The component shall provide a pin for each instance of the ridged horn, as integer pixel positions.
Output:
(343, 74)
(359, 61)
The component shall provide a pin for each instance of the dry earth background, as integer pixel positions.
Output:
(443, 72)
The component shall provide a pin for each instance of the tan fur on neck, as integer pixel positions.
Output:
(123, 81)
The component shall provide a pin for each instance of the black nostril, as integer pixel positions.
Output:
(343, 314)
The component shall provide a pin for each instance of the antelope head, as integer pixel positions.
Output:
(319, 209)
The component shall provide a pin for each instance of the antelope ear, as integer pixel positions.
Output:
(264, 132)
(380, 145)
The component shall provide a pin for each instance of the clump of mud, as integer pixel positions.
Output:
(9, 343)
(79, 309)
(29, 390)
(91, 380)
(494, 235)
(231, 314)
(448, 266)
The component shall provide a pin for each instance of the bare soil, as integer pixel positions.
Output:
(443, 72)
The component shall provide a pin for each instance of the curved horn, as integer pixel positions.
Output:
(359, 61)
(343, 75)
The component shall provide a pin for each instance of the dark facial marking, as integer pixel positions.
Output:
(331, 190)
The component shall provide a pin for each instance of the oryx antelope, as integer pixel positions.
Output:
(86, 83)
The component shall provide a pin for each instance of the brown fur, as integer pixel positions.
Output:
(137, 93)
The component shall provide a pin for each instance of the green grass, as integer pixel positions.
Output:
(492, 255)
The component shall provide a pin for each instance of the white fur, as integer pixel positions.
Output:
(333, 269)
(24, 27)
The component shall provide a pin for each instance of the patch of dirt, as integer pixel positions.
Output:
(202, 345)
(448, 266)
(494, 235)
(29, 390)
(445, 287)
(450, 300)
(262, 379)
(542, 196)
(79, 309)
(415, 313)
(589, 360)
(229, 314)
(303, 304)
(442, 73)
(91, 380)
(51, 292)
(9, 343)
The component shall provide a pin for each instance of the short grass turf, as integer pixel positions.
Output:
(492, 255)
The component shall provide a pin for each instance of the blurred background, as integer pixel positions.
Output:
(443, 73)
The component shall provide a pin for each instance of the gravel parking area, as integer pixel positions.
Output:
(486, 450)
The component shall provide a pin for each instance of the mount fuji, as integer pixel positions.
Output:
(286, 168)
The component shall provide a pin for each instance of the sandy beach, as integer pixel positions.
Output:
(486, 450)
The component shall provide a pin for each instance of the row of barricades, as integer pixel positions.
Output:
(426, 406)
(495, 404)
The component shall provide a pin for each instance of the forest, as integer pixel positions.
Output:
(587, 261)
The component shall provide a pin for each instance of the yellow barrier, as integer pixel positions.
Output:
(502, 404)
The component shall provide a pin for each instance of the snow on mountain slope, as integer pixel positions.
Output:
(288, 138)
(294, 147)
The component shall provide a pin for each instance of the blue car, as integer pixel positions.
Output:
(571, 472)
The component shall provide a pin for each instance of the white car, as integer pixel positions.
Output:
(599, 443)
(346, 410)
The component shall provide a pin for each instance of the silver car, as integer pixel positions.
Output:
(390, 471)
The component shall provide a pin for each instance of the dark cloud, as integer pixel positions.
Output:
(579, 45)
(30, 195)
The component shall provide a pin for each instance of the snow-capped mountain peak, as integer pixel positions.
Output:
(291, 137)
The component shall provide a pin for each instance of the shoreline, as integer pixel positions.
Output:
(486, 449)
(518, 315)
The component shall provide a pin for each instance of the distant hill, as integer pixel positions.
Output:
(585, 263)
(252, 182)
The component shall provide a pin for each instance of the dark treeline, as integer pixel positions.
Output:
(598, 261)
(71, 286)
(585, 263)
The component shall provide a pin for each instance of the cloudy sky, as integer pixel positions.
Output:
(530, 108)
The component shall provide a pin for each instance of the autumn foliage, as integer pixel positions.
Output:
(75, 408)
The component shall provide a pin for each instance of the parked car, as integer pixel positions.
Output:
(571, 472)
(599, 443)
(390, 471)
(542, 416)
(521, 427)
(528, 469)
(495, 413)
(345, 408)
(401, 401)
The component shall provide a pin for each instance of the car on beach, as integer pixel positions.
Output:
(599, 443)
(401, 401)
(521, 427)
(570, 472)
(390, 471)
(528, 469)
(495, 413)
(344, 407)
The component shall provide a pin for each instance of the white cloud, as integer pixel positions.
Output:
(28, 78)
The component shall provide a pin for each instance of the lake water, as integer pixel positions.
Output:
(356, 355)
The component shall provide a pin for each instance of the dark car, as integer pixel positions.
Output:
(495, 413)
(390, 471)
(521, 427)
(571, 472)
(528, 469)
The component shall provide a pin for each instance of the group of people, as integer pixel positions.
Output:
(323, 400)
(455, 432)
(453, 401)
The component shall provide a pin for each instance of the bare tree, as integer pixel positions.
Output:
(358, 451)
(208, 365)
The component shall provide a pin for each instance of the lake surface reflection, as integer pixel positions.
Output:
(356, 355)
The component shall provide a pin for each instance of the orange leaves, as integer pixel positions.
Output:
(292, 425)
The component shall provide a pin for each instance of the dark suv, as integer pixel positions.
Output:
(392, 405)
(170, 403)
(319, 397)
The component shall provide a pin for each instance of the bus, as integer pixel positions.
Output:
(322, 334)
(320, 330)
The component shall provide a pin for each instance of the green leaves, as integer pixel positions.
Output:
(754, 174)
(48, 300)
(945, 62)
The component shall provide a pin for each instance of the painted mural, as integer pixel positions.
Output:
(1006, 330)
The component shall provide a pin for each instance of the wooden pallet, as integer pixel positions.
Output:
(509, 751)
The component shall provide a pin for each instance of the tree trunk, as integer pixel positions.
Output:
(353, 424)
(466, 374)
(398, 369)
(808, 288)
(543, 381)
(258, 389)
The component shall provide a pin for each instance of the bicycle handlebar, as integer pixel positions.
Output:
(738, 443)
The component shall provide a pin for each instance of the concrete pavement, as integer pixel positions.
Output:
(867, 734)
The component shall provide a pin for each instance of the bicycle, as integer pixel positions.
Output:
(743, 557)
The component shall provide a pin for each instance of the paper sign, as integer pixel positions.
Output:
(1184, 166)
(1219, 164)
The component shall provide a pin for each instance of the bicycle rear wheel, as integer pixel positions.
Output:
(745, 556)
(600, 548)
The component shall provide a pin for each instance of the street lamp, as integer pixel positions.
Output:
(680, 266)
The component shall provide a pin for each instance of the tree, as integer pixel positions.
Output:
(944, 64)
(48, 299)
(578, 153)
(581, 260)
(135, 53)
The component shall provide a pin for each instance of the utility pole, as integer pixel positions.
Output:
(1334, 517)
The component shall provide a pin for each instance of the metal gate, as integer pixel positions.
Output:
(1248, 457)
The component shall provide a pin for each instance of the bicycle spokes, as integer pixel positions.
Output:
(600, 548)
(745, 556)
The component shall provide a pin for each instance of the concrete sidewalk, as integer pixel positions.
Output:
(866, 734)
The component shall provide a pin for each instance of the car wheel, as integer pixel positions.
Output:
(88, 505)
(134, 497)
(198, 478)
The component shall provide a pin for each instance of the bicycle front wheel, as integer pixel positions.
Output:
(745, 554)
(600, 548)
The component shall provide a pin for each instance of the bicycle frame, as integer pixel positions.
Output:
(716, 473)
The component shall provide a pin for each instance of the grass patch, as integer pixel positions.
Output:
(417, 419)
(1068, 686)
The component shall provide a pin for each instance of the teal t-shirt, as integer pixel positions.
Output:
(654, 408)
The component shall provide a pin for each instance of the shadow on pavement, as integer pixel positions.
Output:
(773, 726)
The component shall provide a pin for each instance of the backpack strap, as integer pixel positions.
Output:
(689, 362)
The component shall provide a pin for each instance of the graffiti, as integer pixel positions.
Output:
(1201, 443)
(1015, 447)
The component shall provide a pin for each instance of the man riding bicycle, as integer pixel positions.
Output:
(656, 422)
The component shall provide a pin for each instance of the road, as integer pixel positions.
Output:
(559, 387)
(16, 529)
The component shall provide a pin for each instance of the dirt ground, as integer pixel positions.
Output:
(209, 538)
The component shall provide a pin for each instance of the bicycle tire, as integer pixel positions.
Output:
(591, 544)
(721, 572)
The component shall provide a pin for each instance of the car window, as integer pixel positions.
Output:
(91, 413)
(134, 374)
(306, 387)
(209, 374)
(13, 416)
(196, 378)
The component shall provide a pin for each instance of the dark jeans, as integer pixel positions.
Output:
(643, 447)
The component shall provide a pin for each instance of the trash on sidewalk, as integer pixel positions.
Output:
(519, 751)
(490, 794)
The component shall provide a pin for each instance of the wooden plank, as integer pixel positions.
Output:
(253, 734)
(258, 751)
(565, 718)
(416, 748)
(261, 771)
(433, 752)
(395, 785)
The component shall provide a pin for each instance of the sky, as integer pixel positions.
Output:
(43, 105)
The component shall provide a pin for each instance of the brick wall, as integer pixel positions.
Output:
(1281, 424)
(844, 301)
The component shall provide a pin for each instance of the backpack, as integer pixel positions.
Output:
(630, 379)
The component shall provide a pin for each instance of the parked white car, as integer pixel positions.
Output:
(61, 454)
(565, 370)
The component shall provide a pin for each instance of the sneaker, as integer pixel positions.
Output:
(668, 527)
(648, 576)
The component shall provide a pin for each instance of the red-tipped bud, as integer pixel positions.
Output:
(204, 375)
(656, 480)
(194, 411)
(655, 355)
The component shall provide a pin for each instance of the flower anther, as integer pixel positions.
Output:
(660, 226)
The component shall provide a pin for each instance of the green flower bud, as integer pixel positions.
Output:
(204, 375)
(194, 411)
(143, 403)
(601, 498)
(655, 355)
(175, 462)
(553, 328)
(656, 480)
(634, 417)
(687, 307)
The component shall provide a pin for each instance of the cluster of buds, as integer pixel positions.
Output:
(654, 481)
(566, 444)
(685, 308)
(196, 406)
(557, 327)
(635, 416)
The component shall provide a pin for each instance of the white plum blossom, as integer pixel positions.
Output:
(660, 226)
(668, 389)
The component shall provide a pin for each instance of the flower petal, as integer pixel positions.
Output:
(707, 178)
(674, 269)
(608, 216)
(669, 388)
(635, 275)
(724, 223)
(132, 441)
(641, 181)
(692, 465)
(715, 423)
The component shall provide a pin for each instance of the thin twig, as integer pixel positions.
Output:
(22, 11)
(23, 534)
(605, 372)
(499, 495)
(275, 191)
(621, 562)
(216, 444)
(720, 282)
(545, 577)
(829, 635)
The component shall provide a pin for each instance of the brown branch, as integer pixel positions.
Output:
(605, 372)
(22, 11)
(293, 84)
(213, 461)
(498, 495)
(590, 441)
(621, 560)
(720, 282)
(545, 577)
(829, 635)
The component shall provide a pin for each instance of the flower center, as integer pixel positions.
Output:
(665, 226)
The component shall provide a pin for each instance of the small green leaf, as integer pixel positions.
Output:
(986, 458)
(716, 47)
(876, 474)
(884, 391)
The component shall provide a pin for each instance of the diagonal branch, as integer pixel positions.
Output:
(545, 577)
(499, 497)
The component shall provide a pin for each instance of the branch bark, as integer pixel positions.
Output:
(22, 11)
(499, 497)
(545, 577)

====================

Action item:
The range runs from the line above containing "dirt ground, as integer pixel positions." to the line containing "backpack, as integer pixel positions.", inclusive. Restate those lines word for word and no others.

Answer for the task:
The component shall provide a pin for each instance of the dirt ground, as integer pixel positions.
Output:
(209, 538)
The component shall provide a pin for each instance of the bicycle tire, as integer pixel positions.
Output:
(591, 544)
(721, 572)
The component shall provide a pin for each instance of the car window, as integer pixel positions.
Output:
(91, 413)
(134, 374)
(306, 387)
(209, 374)
(13, 416)
(196, 378)
The component shall provide a pin for each instance of the dark jeans, as integer pixel positions.
Output:
(643, 447)
The component shall provide a pin for each instance of the trash on sidewalk, as integer pixel positions.
Output:
(519, 751)
(490, 794)
The component shall provide a pin for each instance of the wooden plank, as integer pixel positions.
Output:
(253, 734)
(258, 751)
(565, 718)
(416, 748)
(261, 771)
(433, 752)
(395, 785)
The component shall provide a pin for each instance of the sky, as integer pixel positions.
Output:
(43, 105)
The component shall provide a pin for each instance of the brick wall, as integer pixel positions.
Output:
(1281, 424)
(844, 301)
The component shall provide a pin for each instance of the backpack, as integer pixel positions.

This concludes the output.